• Selected passage
################
On the other hand, campuses like IIT Delhi are almost entirely zero waste, sending less than 10 percent of their waste to landfills. So are very modest areas of Palam area, where home composting and segregation leave little to be dumped. Why are Delhi's citizens allowed to flout civic laws and poison hundreds of thousands of other citizens?
Delhi is the most (air) polluted city in the world. Landfill fires have to be ended as a single-minded pursuit. The long and the short of this is that less than 20 percent of the waste should leave the ward in which it is generated.
Leaves to organic waste are to be managed by neighbourhoods, with subsidy based on their property tax rate. Wealthier areas get less subsidy, but also benefit from a sliding tax if they meet high levels of decentralisation collectively. Unrecognised slums should be part of this too.
A third category that requires support is the informal sector-wastepickers, waste aggregators, and itinerant buys who buy waste from the doorstep on their cycles. They require social security, recognition and space for safe work, so their contribution to reducing waste at landfills is not their own cost.
Waste Segregation is the Way Forward
Recently, I came home to a massive, smoky fire. Dry leaves from the many parks in my posh locality were on fire. The residents were quick to blame the South Delhi Municipal Corporation for not collecting this on time. We are a top Delhi colony, they told each other. Such self-entitlement must end. There’s no reason not to fine those whose actions endanger the lives and health of others. When we sternly fine those not following traffic rules. Why ignore those violating waste management rules?
While compost infra subsidies are important, markets remain a bane. Not every locality can absorb all that it composts. Government buy-back at fixed rates and pre-agreed quantities can go a long way to encourage composting of both leaves and organic waste. Our vegetable and fruit mandis in particular need help to close the loop by strengthening existing linkages with gaushalas and via composting.
################
• Dataset entries
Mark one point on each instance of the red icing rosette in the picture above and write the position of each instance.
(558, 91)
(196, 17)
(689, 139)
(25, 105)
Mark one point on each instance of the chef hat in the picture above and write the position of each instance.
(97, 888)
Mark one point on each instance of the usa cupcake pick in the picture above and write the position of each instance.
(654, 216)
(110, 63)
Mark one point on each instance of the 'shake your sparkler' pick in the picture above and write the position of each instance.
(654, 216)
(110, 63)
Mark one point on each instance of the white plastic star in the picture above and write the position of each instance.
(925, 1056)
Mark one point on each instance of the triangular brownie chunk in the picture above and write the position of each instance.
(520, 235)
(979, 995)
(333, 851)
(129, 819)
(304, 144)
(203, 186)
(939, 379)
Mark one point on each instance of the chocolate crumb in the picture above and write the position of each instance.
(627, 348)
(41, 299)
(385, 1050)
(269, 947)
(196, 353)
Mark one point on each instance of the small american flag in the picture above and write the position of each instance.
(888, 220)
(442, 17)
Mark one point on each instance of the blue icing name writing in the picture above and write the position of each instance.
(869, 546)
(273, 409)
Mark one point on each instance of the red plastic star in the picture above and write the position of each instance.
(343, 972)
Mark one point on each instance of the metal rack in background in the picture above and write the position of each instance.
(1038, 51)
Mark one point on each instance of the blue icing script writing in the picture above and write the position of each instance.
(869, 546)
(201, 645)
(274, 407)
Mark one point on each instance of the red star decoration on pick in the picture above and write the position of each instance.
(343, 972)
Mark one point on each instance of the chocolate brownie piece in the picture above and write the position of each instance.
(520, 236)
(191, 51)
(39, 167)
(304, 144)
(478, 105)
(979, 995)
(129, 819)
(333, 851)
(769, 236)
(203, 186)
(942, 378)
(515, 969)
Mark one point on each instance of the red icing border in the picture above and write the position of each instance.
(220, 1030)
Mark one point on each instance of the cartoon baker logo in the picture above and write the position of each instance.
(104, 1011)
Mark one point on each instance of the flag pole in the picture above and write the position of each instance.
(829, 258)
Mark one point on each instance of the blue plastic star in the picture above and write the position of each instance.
################
• Task instructions
1/ Write out part of the Delhi waste passage word for word, starting at the words "Waste Segregation is" and ending after "waste management rules?".
2/ Shorten the paragraph of the Delhi waste passage that opens "While compost infra subsidies are important," keeping its main facts.
Leave the material aside; it has no role here.

• Answers given
1/
Waste Segregation is the Way Forward
Recently, I came home to a massive, smoky fire. Dry leaves from the many parks in my posh locality were on fire. The residents were quick to blame the South Delhi Municipal Corporation for not collecting this on time. We are a top Delhi colony, they told each other. Such self-entitlement must end. There’s no reason not to fine those whose actions endanger the lives and health of others. When we sternly fine those not following traffic rules. Why ignore those violating waste management rules?

2/ Compost infrastructure subsidies matter, but markets are a problem because not every locality can use all the compost it makes. Government buy-back at fixed rates and pre-agreed quantities could do much to encourage composting of leaves and organic waste. Vegetable and fruit mandis especially need help closing the loop by strengthening existing links with gaushalas and through composting.